- TEXTE À LIRE -
# FR: ayant été chercher



## DavidCornell

Il y a cette phrase dans "le Petit Prince":

Et le petit prince, tout confus, *ayant été chercher* un arrosoir d'eau fraîche, avait servi la fleur.

Pourquoi est-ce que le verbe "chercher" est en infinitif? Quel usage est-ce? Merci.


----------



## sylene

C'est parce que "chercher" suit le verbe "etre" qui est sous la forme "ayant ete". La regle dit: deux verbes qui se suivent, le dernier se met a l'infinitif.


----------



## janpol

on pourrait imaginer ces mots dans une tournure passive et l'on aurait alors "cherché" mais ici "ayant été" a le sens de "étant allé" et je suis surpris que Saint-Ex ait écrit cela car on considère généralement que ce n'est pas du très bon français. (Je me souviens que les instituteurs d'autrefois faisaient la guerre à cette expression...)
Quant à la règle concernant les "verbes qui se suivent", je la trouve fausse...


----------



## Renaudbb

janpol said:


> on pourrait imaginer ces mots dans une tournure passive et l'on aurait alors "cherché" mais ici "ayant été" a le sens de "étant allé" et je suis surpris que Saint-Ex ait écrit cela car on considère généralement que ce n'est pas du très bon français. (Je me souviens que les instituteurs d'autrefois faisaient la guerre à cette expression...)


 
Et pourtant cette formulation est correcte, on peut se reporter à ce fil.




janpol said:


> Quant à la règle concernant les "verbes qui se suivent", je la trouve fausse...


 

Pourquoi ? Je ne trouve pas d'exemple où on peut mettre autre chose qu'un infinitif, un participe passé ou présent ... ? si ?


----------



## janpol

J'ignore pourquoi cette règle est régulièrement tronquée mais je peux dire qu'elle est à l'origine de bien des fautes. 
"se suivent"... Qu'est-ce que cela signifie ? Ces deux verbes pourraient difficilement se chevaucher.
Prenons deux exemples :
1 - Les gens qui arrivaient portaient de grosses valises.
Si le verbe "se suivre" a un sens, on doit pouvoir dire que le verbe "porter" suit le verbe "arriver" mais comme, jusqu'à preuve du contraire, "aient" est la désinence correcte, il faut faire admettre aux gamins de dix ans que ces deux verbes ne se suivent pas.

- OBJECTIF A -
Dans le fil de discussion sur « ayant été chercher », quel sens janpol attribue-t-il à « ayant été » dans la phrase du Petit Prince ?
- OBJECTIF B -
Traduisez en anglais cette phrase du fil de discussion sur « ayant été chercher » : « Et pourtant cette formulation est correcte, on peut se reporter à ce fil. »
- OBJECTIF C -
Donnez la suite du fil de discussion sur « ayant été chercher », en partant de sa dernière phrase.
Les entrées placées après le fil de discussion forment un matériau à part.

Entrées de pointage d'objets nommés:
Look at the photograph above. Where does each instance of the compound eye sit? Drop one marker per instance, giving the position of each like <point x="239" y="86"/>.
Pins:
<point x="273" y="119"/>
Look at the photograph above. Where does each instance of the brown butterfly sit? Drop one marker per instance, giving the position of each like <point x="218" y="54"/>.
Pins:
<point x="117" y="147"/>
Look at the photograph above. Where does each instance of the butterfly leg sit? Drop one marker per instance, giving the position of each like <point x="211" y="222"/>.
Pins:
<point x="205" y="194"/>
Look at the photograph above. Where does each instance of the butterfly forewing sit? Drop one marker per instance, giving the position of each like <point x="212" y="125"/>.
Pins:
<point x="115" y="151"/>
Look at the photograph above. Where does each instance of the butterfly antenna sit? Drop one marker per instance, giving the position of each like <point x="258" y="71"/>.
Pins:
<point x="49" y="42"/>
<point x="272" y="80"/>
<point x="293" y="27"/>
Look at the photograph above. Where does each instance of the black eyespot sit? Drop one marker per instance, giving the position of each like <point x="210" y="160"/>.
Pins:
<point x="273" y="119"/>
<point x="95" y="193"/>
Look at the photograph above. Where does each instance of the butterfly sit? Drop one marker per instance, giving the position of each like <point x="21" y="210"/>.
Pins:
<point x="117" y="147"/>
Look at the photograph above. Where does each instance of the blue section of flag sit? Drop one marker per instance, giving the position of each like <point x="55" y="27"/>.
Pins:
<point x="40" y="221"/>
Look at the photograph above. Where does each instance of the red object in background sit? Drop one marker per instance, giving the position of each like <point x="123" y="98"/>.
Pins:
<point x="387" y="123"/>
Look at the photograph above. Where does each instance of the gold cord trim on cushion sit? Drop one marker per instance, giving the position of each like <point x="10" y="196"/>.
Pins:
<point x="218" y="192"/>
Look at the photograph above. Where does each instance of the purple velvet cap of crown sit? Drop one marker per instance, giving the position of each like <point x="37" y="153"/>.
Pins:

- RÉPONSE A -
Le sens de « étant allé ».

- RÉPONSE B -
And yet this wording is correct; one can refer to this thread.

- RÉPONSE C -
2 - J'aimais, les soirs d'été, quand le soleil déclinait, que les baigneurs avaient regagné la ville, que la brise de mer se levait, que les oiseaux se rassemblaient sur l'estran tandis que les bateaux de pêche rentraient au port après une journée passée au large, me promener tranquillement sur la grève.
On a donc expliqué que "arriver" et "porter" ne se suivaient pas; maintenant, il faut expliquer que les verbes "aimer" et "se promener", que plusieurs lignes séparent, se suivent.
La règle correcte dit : "Quand deux verbes se suivent ET SE COMPLETENT..." ce n'est pas un détail. Bizarrement, le point le plus important disparaît régulièrement. Il importe donc de vérifier si un verbe en complète un autre.
On peut sans inconvénient oublier "se suivent" et ne conserver que "se complètent". Qui plus est, on peut aisément faire l'économie d'une autre règle qui dit qu'"après une préposition (c'est-à-dire, en fait, après "à, de, par, sans, pour"...) le verbe se met à l'infinitif"  car il s'agit de la même règle. Dans un cas, la construction est directe; dans l'autre, elle est indirecte, c'est tout. Cela conduit à une application réfléchie plutôt que mécanique d'une règle et à une approche de la structure de phrases contenant des subordonnées incises.


----------



## bloomiegirl

It seems to me that it also depends on whether the verb is active or passive. For instance, both of the following […] are possible:

_"Il a été manger à la cantine."_
_"Il a été mangé par le grand méchant loup."_

...depending on who is doing the eating.


----------



## Renaudbb

Janpol : en effet, Sylene a été un peu rapide dans l'exposé de la règle, mais je pense que vu le contexte (la question initiale), la plupart avait compris qu'on ne parlait ni de verbes appartenant à deux groupes distincts (votre premier exemple) ni de participes (le second). 

Mais c'est quoi qu'il en soit toujours mieux d'être précis.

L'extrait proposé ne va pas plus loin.